§ Exercise brief
Turn the records below into a numbered list with one line per item, and leave out the blank lines.

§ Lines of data

• • • •

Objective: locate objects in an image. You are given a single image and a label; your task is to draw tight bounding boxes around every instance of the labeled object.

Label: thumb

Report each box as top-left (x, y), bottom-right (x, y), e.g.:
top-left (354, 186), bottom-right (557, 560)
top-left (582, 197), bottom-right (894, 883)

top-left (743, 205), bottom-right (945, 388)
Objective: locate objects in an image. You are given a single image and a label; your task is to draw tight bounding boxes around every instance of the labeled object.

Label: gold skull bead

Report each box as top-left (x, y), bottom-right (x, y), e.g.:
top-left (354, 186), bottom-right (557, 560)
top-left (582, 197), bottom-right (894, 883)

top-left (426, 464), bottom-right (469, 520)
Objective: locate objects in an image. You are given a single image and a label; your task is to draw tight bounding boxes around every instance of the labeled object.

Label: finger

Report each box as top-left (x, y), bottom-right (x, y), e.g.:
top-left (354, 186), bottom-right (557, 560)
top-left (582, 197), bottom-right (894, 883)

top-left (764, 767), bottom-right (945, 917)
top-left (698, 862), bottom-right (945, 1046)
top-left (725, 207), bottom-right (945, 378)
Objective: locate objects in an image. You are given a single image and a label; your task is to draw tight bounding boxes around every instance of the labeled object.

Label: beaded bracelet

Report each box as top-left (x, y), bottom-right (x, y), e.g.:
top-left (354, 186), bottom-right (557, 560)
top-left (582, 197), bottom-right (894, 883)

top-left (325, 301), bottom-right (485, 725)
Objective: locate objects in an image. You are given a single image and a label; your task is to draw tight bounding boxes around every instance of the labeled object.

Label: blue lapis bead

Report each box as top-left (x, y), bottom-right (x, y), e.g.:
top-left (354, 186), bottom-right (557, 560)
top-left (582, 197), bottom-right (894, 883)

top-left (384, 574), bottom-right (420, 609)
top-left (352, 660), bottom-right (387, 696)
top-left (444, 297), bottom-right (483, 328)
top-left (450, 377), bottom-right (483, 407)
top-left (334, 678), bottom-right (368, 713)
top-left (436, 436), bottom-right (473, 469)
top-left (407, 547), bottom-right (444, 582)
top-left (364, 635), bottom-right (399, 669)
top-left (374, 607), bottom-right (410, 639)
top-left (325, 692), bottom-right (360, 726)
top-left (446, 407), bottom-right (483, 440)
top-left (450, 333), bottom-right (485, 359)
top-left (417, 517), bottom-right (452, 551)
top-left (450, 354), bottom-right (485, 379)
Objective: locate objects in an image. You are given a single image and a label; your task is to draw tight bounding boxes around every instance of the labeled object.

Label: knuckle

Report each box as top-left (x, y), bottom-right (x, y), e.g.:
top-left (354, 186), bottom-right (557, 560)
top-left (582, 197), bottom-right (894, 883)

• • • •

§ Exercise answer
1. Objective: locate objects in an image. You are given a single image and a label; your task is to draw tight bounding boxes around every instance of the labeled object.
2. Label: thumb
3. Report each box as top-left (x, y), bottom-right (x, y), e.g.:
4. top-left (354, 186), bottom-right (557, 560)
5. top-left (582, 197), bottom-right (894, 883)
6. top-left (743, 205), bottom-right (945, 388)
7. Objective: locate objects in an image. You are given a single image and a label; your task is to draw tight bounding boxes around every instance of the labeled object.
8. Label: gold skull bead
9. Report each box as top-left (x, y), bottom-right (x, y), e.g.:
10. top-left (354, 186), bottom-right (557, 560)
11. top-left (582, 197), bottom-right (894, 883)
12. top-left (426, 464), bottom-right (469, 520)
13. Objective: locate objects in an image. You are given a single image and a label; your task is to draw tight bounding boxes around every instance of the labeled object.
14. Label: finger
15. Report each box as top-left (x, y), bottom-right (x, y), e.g.:
16. top-left (354, 186), bottom-right (557, 560)
17. top-left (582, 197), bottom-right (894, 883)
18. top-left (764, 767), bottom-right (945, 917)
19. top-left (698, 862), bottom-right (945, 1046)
20. top-left (725, 207), bottom-right (945, 378)
21. Objective: locate objects in an image. You are given a single image and a label; your task is to draw tight bounding boxes around every instance of the labeled object.
22. Label: beaded bracelet
23. Report each box as top-left (x, y), bottom-right (x, y), e.g.:
24. top-left (354, 186), bottom-right (557, 560)
25. top-left (582, 197), bottom-right (894, 883)
26. top-left (325, 301), bottom-right (485, 725)
27. Objective: locate objects in an image. You are given a single image and a label; your task is to draw tight bounding boxes around every instance of the labeled object.
28. Label: blue lapis bead
29. Report each box as top-left (x, y), bottom-right (x, y), e.g.:
30. top-left (354, 186), bottom-right (557, 560)
31. top-left (582, 197), bottom-right (894, 883)
32. top-left (384, 574), bottom-right (420, 609)
33. top-left (352, 660), bottom-right (387, 696)
34. top-left (444, 297), bottom-right (483, 328)
35. top-left (450, 377), bottom-right (483, 407)
36. top-left (334, 678), bottom-right (368, 713)
37. top-left (436, 436), bottom-right (473, 469)
38. top-left (407, 547), bottom-right (444, 582)
39. top-left (364, 635), bottom-right (399, 669)
40. top-left (374, 607), bottom-right (410, 639)
41. top-left (325, 692), bottom-right (360, 726)
42. top-left (446, 407), bottom-right (483, 440)
43. top-left (450, 333), bottom-right (485, 359)
44. top-left (417, 517), bottom-right (452, 551)
45. top-left (450, 354), bottom-right (485, 379)
46. Objective: locate objects in an image. You are given a single image and a label; your task is to draw tight bounding boxes around every instance of the labeled object.
47. Label: knuckle
48. Report each box as top-left (x, y), bottom-right (x, y), e.g.:
49. top-left (354, 186), bottom-right (557, 560)
50. top-left (582, 197), bottom-right (894, 883)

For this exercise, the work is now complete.